Polecenie:
Proszę przepisać poniższe wiersze, zastępując każde wystąpienie „matching region” wyrażeniem „matching area” i nie zmieniając niczego poza tym. Obrazy należy pominąć w odpowiedzi.

------------------------------------------------------------------------

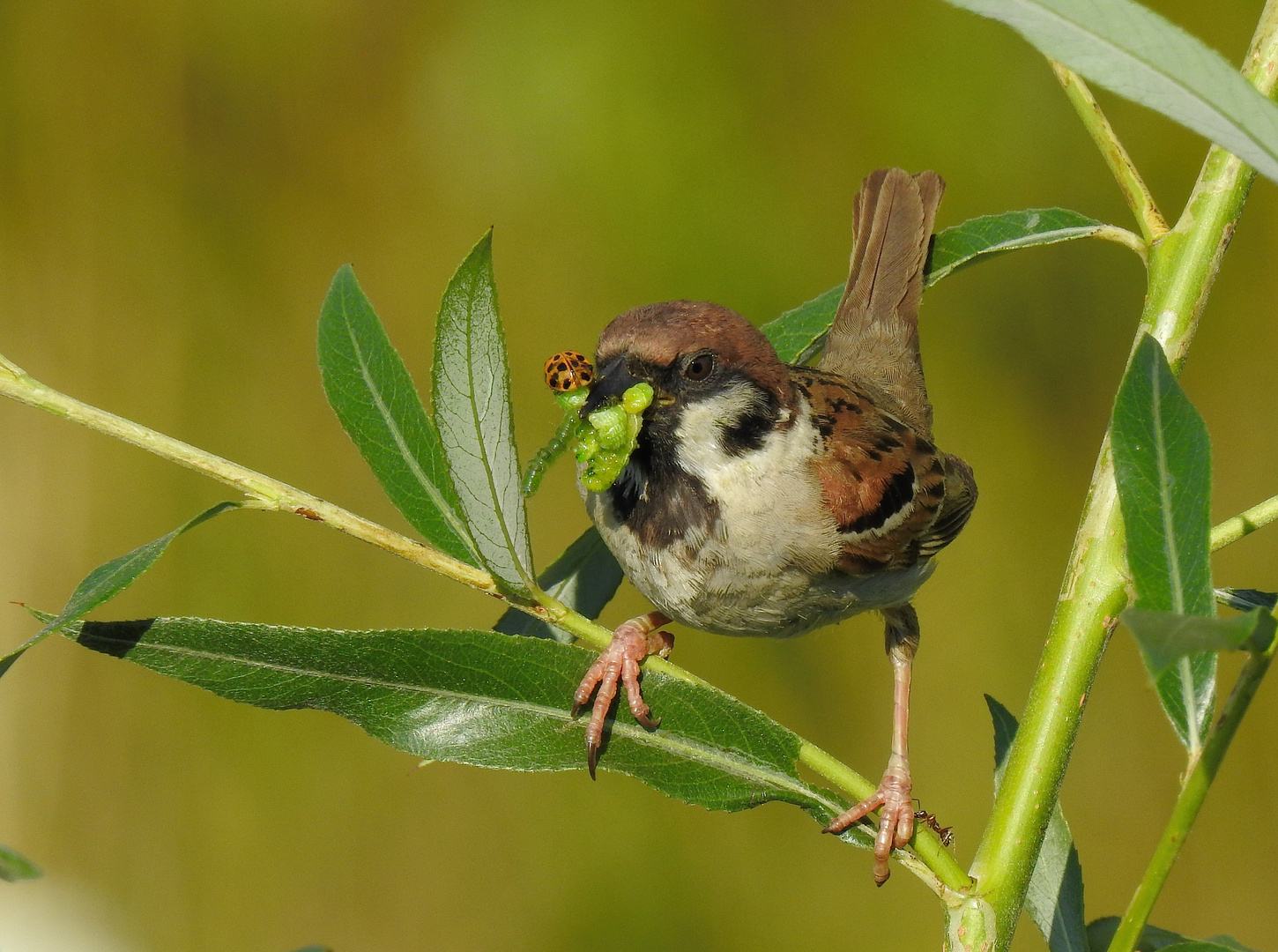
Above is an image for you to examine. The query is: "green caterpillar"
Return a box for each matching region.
[520,352,653,495]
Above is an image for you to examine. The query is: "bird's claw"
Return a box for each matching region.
[573,612,675,779]
[821,754,914,886]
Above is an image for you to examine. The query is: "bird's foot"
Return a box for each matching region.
[821,754,914,886]
[573,612,675,778]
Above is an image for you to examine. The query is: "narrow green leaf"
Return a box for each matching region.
[1119,608,1278,677]
[0,502,241,677]
[759,285,843,364]
[1215,588,1278,612]
[60,619,870,844]
[1088,916,1253,952]
[432,231,534,596]
[949,0,1278,182]
[318,264,480,568]
[1112,333,1215,754]
[0,846,42,883]
[494,526,622,644]
[985,694,1088,952]
[926,208,1105,279]
[759,208,1105,364]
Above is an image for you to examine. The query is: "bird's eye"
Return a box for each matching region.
[684,354,715,381]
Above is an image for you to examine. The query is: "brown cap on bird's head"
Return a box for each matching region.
[596,301,791,403]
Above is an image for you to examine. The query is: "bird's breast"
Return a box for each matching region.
[584,401,931,637]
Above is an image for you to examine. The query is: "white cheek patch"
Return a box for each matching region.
[676,384,841,575]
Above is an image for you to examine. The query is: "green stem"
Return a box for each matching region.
[951,9,1278,949]
[1051,62,1167,244]
[1212,495,1278,552]
[0,356,499,596]
[0,354,970,893]
[1110,639,1278,952]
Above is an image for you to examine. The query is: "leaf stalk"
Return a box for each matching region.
[1049,60,1167,241]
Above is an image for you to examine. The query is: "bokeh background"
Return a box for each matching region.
[0,0,1278,952]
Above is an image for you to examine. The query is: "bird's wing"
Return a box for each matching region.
[792,368,961,575]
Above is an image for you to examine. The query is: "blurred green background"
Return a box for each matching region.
[0,0,1278,952]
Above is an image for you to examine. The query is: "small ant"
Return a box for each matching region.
[914,804,955,846]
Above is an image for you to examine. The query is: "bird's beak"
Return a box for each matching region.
[580,354,639,419]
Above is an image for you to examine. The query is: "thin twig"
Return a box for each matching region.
[1051,62,1168,244]
[1212,495,1278,552]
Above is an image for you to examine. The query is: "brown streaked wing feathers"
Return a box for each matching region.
[819,168,945,435]
[919,452,977,556]
[791,368,946,575]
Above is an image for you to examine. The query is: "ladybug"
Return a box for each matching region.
[546,350,594,393]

------------------------------------------------------------------------

Rozwiązanie:
Above is an image for you to examine. The query is: "green caterpillar"
Return a box for each matching area.
[520,352,653,495]
Above is an image for you to examine. The query is: "bird's claw"
Return a box for each matching area.
[573,612,675,779]
[821,754,914,886]
Above is an image for you to examine. The query is: "bird's foot"
Return a box for each matching area.
[821,754,914,886]
[573,612,675,778]
Above is an image for you to examine. The query is: "narrow green leaf"
Return a box for each matching area.
[1119,608,1278,677]
[0,502,241,677]
[759,285,843,364]
[1215,588,1278,612]
[60,619,870,844]
[1088,916,1253,952]
[432,231,534,596]
[949,0,1278,182]
[318,264,480,568]
[1112,333,1215,754]
[0,846,42,883]
[494,526,622,644]
[985,694,1088,952]
[926,208,1105,279]
[759,208,1105,364]
Above is an image for you to examine. The query is: "bird's eye"
Return a box for each matching area.
[684,354,715,381]
Above is an image for you to examine. The query is: "brown cap on bird's head"
Return a box for each matching area.
[596,301,791,403]
Above is an image for you to examine. The query is: "bird's breast"
Return a box for each matching area.
[584,401,931,637]
Above is an image for you to examine. The query is: "white cheek patch"
Return a box for each matching area.
[676,384,841,575]
Above is an image for you to examine. The query is: "green stem"
Return a box for each matching area.
[951,9,1278,949]
[1051,62,1167,244]
[1212,495,1278,552]
[0,356,499,596]
[0,354,970,893]
[1110,639,1278,952]
Above is an image for you to examine. The query is: "leaf stalk"
Return a box for each matching area.
[1049,60,1167,241]
Above is an image for you to examine. The query is: "bokeh background"
Return a box for each matching area.
[0,0,1278,952]
Above is an image for you to examine. The query is: "bird's wing"
Return a box for each matching area.
[792,368,961,575]
Above is an image for you to examine. The query is: "blurred green background"
Return a box for each matching area.
[0,0,1278,952]
Above is an image for you to examine. The query is: "small ant"
Return a box for each matching area.
[914,804,955,846]
Above is an image for you to examine. The query is: "bird's beak"
Return a box for each matching area.
[580,354,639,419]
Above is an image for you to examine. The query is: "thin twig"
Return a box for each matching area.
[1051,62,1168,244]
[1212,495,1278,552]
Above is an image for you to examine. The query is: "brown streaked wing feathers"
Return a box for each matching area.
[819,168,945,435]
[919,452,977,556]
[791,368,946,575]
Above is an image for you to examine. The query is: "ladybug"
Return a box for each matching area.
[546,350,594,393]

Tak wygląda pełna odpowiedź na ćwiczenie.